• WHAT TO WORK ON
Reproduce each record below exactly as written.

• PROVIDED DATA
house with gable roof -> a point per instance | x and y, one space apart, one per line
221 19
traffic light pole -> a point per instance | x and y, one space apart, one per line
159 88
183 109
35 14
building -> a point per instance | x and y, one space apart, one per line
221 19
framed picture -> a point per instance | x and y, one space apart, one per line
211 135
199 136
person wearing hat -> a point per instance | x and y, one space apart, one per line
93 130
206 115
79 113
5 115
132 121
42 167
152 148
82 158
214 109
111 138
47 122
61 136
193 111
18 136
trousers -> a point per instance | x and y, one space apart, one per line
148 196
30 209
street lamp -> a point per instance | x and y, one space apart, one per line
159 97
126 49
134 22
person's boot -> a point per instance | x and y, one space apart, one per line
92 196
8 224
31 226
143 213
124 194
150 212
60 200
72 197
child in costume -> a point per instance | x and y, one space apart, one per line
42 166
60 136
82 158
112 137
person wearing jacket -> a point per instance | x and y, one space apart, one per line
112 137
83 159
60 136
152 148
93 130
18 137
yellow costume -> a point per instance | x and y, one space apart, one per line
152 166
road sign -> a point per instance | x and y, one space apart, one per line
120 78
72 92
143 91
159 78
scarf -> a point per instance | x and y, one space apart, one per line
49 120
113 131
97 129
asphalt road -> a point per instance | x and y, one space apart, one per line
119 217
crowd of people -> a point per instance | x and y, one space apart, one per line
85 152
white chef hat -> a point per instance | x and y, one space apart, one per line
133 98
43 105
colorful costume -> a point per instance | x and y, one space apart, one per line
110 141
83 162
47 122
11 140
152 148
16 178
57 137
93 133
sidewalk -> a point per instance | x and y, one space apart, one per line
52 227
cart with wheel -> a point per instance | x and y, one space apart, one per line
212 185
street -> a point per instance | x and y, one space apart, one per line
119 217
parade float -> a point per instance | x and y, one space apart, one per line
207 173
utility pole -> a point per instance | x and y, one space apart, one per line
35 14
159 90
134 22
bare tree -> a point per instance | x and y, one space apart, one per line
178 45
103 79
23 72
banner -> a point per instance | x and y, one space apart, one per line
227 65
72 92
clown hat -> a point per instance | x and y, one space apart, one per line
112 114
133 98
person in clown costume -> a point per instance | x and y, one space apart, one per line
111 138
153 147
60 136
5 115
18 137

• RESULT OF THIS EXERCISE
house with gable roof -> a point per instance | x and y, one space apart, one per line
221 19
traffic light pole -> a point per instance | x and y, one space apart, one per line
159 88
183 109
35 14
building -> a point per instance | x and y, one space apart, one per line
221 19
framed picture -> a point per instance | x and y, one space apart, one per line
211 135
199 136
person wearing hat -> a point per instance | x and y, one space apart, one per line
93 130
206 115
79 113
5 115
132 121
42 167
152 148
82 158
214 109
111 138
47 122
61 136
193 111
18 136
trousers -> a point per instance | x and y, one space apart, one per line
148 196
30 209
street lamp -> a point per instance | x and y, one space apart, one per line
159 97
126 49
134 22
person's boot -> a point per instance | x and y, one space apart, one per line
92 196
8 224
31 226
143 213
124 194
150 212
60 200
72 197
child in costume -> a point per instance | x and y, one space apart, one per line
42 166
60 136
82 158
112 137
person wearing jacket -> a point per instance | x and y, one space apart, one per line
112 137
83 159
60 136
152 148
93 130
18 137
yellow costume -> a point per instance | x and y, one space apart, one per line
152 166
road sign -> a point per instance | x and y, one space apart, one per line
120 78
72 92
143 91
159 78
scarf -> a point per instance | x and y, one space apart, one per line
49 120
113 131
97 129
asphalt road -> a point per instance | x and y, one space apart, one per line
119 217
crowd of people -> a point per instance | x and y, one space apart, one per line
85 152
white chef hat -> a point per instance | x and y, one space apart, one per line
133 98
43 105
colorful costume -> a point per instance | x and y, one space apart, one per line
110 141
83 162
47 122
11 140
152 148
16 178
57 137
93 133
sidewalk -> a point per instance | x and y, one space apart, one per line
52 227
cart with wheel -> a point per instance | x and y, one space apart, one per line
212 185
street -> a point per instance | x and y, one space apart, one per line
119 217
parade float -> a point per instance | x and y, one space apart, one per line
207 173
utility pole -> a point per instance | x and y, one space apart, one per line
35 14
159 90
134 22
bare tree -> a point per instance | x and y, one space apart, one per line
178 45
103 79
23 72
banner -> a point per instance | x and y, one space apart, one per line
227 65
72 92
clown hat -> a point per instance | x and y, one space apart, one per line
112 114
133 98
person in clown costume -> a point per instance | x and y, one space apart, one per line
111 138
153 147
60 136
5 115
18 137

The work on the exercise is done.